▸ **REQUIRED WORK**: Your answer should repeat exactly the lines from the one holding "box: [7, 141, 26, 258]" through the end of the data, and it should contain no pictures.

▸ **SUPPLIED RECORDS**:
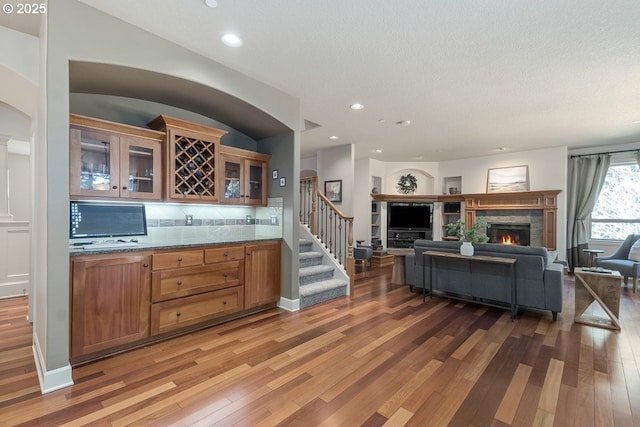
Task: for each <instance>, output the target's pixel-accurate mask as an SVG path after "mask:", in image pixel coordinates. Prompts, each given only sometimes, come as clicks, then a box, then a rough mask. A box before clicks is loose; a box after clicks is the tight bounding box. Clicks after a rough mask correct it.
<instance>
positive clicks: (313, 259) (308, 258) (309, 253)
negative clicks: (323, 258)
mask: <svg viewBox="0 0 640 427" xmlns="http://www.w3.org/2000/svg"><path fill="white" fill-rule="evenodd" d="M299 259H300V267H301V268H302V267H309V266H312V265H320V264H322V253H321V252H301V253H300V254H299Z"/></svg>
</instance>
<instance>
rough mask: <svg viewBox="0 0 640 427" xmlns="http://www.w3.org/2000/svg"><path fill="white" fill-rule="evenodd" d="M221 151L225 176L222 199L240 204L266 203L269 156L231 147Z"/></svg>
mask: <svg viewBox="0 0 640 427" xmlns="http://www.w3.org/2000/svg"><path fill="white" fill-rule="evenodd" d="M221 151H222V154H221V156H220V158H221V166H222V172H223V176H224V181H223V188H222V189H221V191H220V194H221V201H222V202H224V203H233V204H240V205H266V204H267V167H268V164H269V163H268V162H269V156H268V155H266V154H259V153H253V152H250V151H244V150H234V149H232V148H229V147H225V148H224V149H222V150H221ZM225 151H226V152H225Z"/></svg>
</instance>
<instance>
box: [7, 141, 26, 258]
mask: <svg viewBox="0 0 640 427" xmlns="http://www.w3.org/2000/svg"><path fill="white" fill-rule="evenodd" d="M9 213H10V214H11V215H13V219H14V221H31V159H30V158H29V156H25V155H23V154H13V153H11V152H10V153H9ZM25 255H26V256H27V257H28V253H27V254H25Z"/></svg>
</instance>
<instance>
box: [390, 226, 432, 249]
mask: <svg viewBox="0 0 640 427" xmlns="http://www.w3.org/2000/svg"><path fill="white" fill-rule="evenodd" d="M418 239H427V240H431V239H433V234H432V232H431V230H423V231H413V230H402V229H389V230H387V248H412V247H413V242H415V241H416V240H418Z"/></svg>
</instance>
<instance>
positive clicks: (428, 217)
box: [387, 202, 433, 230]
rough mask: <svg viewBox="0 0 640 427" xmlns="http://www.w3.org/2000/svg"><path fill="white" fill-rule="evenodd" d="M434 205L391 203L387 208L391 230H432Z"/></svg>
mask: <svg viewBox="0 0 640 427" xmlns="http://www.w3.org/2000/svg"><path fill="white" fill-rule="evenodd" d="M432 207H433V204H432V203H404V202H391V203H389V204H388V207H387V217H388V221H387V225H388V228H390V229H405V230H406V229H411V230H430V229H431V219H432V217H431V212H432Z"/></svg>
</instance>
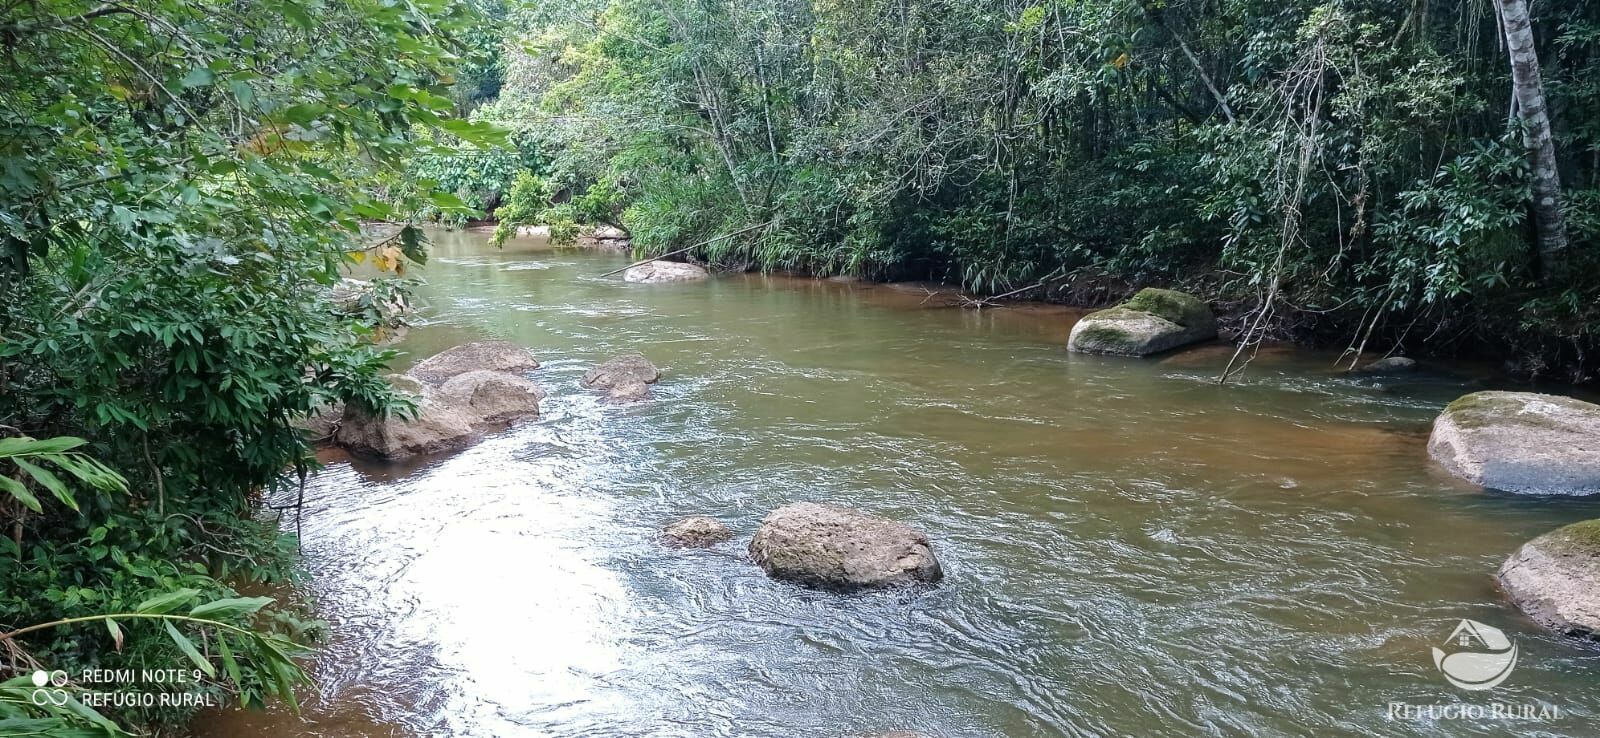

▸ **SOLVED PROBLEM**:
box: [7, 141, 26, 258]
mask: <svg viewBox="0 0 640 427" xmlns="http://www.w3.org/2000/svg"><path fill="white" fill-rule="evenodd" d="M9 213H10V214H11V215H13V219H14V221H31V159H30V158H29V156H25V155H23V154H13V153H11V152H10V153H9ZM25 255H26V256H27V257H28V253H27V254H25Z"/></svg>
</instance>
<instance>
box: [390, 226, 432, 249]
mask: <svg viewBox="0 0 640 427" xmlns="http://www.w3.org/2000/svg"><path fill="white" fill-rule="evenodd" d="M418 239H427V240H431V239H433V234H432V232H431V230H423V231H413V230H402V229H389V230H387V248H412V247H413V242H415V241H416V240H418Z"/></svg>
</instance>
<instance>
positive clicks: (428, 217)
box: [387, 202, 433, 230]
rough mask: <svg viewBox="0 0 640 427" xmlns="http://www.w3.org/2000/svg"><path fill="white" fill-rule="evenodd" d="M434 205L391 203L387 208L391 230H432Z"/></svg>
mask: <svg viewBox="0 0 640 427" xmlns="http://www.w3.org/2000/svg"><path fill="white" fill-rule="evenodd" d="M432 207H433V204H432V203H404V202H391V203H389V204H388V207H387V217H388V221H387V225H388V228H390V229H405V230H406V229H411V230H430V229H431V219H432V217H431V212H432Z"/></svg>
</instance>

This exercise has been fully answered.